**Recorded data**
====
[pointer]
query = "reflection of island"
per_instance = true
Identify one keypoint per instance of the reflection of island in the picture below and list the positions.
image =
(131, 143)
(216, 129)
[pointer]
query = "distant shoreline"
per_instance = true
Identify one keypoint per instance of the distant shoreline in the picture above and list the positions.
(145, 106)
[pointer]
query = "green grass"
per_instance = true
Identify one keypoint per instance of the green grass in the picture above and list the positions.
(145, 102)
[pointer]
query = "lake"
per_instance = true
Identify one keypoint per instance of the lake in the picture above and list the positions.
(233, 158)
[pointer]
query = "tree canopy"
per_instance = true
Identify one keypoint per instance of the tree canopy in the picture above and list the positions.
====
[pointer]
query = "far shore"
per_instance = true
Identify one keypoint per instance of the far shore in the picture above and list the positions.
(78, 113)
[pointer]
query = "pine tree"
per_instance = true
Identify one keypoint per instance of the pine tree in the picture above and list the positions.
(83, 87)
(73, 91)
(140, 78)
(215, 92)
====
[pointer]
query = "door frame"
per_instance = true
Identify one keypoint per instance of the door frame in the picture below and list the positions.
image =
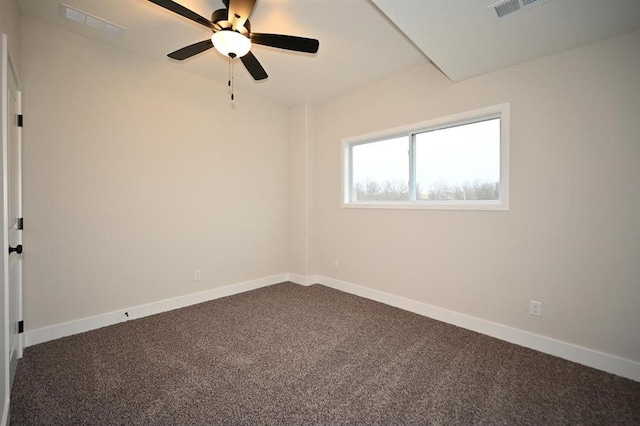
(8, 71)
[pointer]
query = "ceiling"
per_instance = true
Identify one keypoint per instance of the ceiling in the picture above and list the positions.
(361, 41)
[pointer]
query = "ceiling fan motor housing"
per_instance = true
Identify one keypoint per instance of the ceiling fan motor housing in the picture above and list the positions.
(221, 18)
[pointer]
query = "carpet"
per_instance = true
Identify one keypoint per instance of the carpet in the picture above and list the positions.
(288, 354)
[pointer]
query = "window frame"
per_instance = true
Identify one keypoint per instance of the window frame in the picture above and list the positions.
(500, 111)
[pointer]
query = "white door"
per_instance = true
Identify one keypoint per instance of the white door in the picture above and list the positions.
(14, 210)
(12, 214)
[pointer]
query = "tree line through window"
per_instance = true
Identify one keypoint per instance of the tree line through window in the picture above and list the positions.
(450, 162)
====
**Stated goal**
Pull out each line of the records that contains the string "lake", treating uppercase and lowercase letters as different.

**Full solution**
query = "lake"
Identify one keypoint per instance of the lake in the picture above and list the positions.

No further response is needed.